• **ОТРЫВОК**
══════════

2. Необходимо срочно выработать основания для принятия «пожарных» мероприятий по минимизации тех потерь, которые могут вызвать необратимость кризисных явлений.
3. Необходим прогноз устойчивого развития страны хотя бы на ближайшее время, но с учётом стратегий и программ развития, доминирующих в мировой экономике и политике стран.
4. Необходим выход на методологические принципы исследования социокультурных явлений, соответствующих онтологическим характеристикам мира на пороге XXI века и достижениям современной мировой науки.
Решения по любому из этих блоков проблем требуют серьёзной рефлексии прожитой событийности, но даже попытка первых шагов в этом направлении наталкивается на необходимость поиска адекватного метода рефлексии.
Основным методологическим «камнем преткновения» для всех разработчиков стратегий социально-экономического развития является невозможность оптимизации в линейном дискурсе (а нелинейно-целостно мы пока не можем) «разбегающихся» трендов общественного развития, которые раздельно, в теоретическом плане, могут быть решены позитивно, но механически совмещённые в едином текстовом пространстве теряют свою значимость. Например, один из трендов может включать все проблемы, связанные с активизацией развития системы, приданием ей необходимой и монотонной динамичности. Другой — должен объединять всю проблематику, связанную с удержанием системой устойчивости в условиях нарастающей неравновесности. Их диалектика иллюстрируется действием петель положительной и отрицательной обратной связи. Действие петель первого типа рождает всплеск интенсивности, придаёт системе динамичность, но разрушает её равновесие. Второй тип — ослабляет интенсивность во времени, возвращает системе равновесность, но за счёт ограничения её динамики. При попытках реализации концепций развития, разработанных в рамках традиционной парадигмы, сразу же возникают проблемы, связанные с отсутствием реально действующих демпфирующих механизмов, оптимально сочетающих оба тренда. Однако подобные парадоксы развития естественно решаются в живой природе. Для понимания механизмов эволюции и самоструктурирования биологами предложена модель «активатор — ингибитор», двух антагонистических компонентов эволюции. Активатор приводит к ускорению течения процессов, часто с нелинейной положительной обратной связью, а ингибитор к замедлению быстрого роста. Сложная игра этих двух противоположно направленных факторов, которую немецкий ученый Х. Майнхардт сравнивает с игрой в «кошки-мышки», имеет место в каждой локальной области растущих формообразований и приводит к удивительным узорам живого [9, с. 139]. Возможность нормального решения подобных ситуаций, но за пределами классической парадигмы так же убедительно доказана в теории диссипативных структур Ильи Пригожина.

══════════

• **СОБРАННЫЕ ДАННЫЕ**
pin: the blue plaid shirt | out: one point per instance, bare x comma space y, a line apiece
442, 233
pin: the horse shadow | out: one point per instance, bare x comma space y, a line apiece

══════════

• **ЗАДАНИЕ**
Как мог бы продолжаться отрывок о методологии стратегий социально-экономического развития? Напишите следующую часть, начиная сразу после его последнего предложения. Материал никак не связан с отрывком.

• **ОТВЕТ**
Возникновение же подобных коллизий в социальных системах связано не только с противоположностью направлений именно этих тенденций (это лишь частный случай данной исследовательской парадигмы), но и с закономерным накоплением большого массива непрогнозируемых латентных изменений объективно нелинейной среды и с собственными специфическими средствами социумов к спонтанной самоорганизации. В более широком плане — это проблема бинарности ИНЬ-ЦИ (стремление к сжатию, покою, темное и холодное) и ЯН-ЦИ (стремление к расширению, движению, теплое и светлое) древнекитайских философов.
Ни один из стратегов проведения реформ в России даже в худших своих вариантах не мог предвидеть ни столь низкого уровня падения отечественной экономики, ни столь высокой криминализации общества, ни столь агрессивного поведения «партнёров по демократии», ни столь радикального изменения мировой геополитической ситуации, ни столь стремительного нарастания психиатрической и психосоматической симптомании среди населения. Только от алкогольных отравлений, цирроза печени, психозов за последние 5 лет умерло 250 тысяч человек, т.е. в среднем по 50 тысяч человек в год, что в несколько раз больше, чем за всё время афганской и чеченской войн [10, с. 12]. Население страны на протяжении 90-х годов устойчиво убывает и к 2000 году сократилось почти на 6 млн. человек. За 2000 год численность населения страны сократилась еще на 750 тыс. Происходит дальнейшее сокращение уровня рождаемости, постарения населения страны, снижение продолжительности жизни и т.д. Наиболее остро встали проблемы сверхсмертности от неестественных причин мужчин трудоспособного возраста и значительное ухудшение здоровья населения, прежде всего детей.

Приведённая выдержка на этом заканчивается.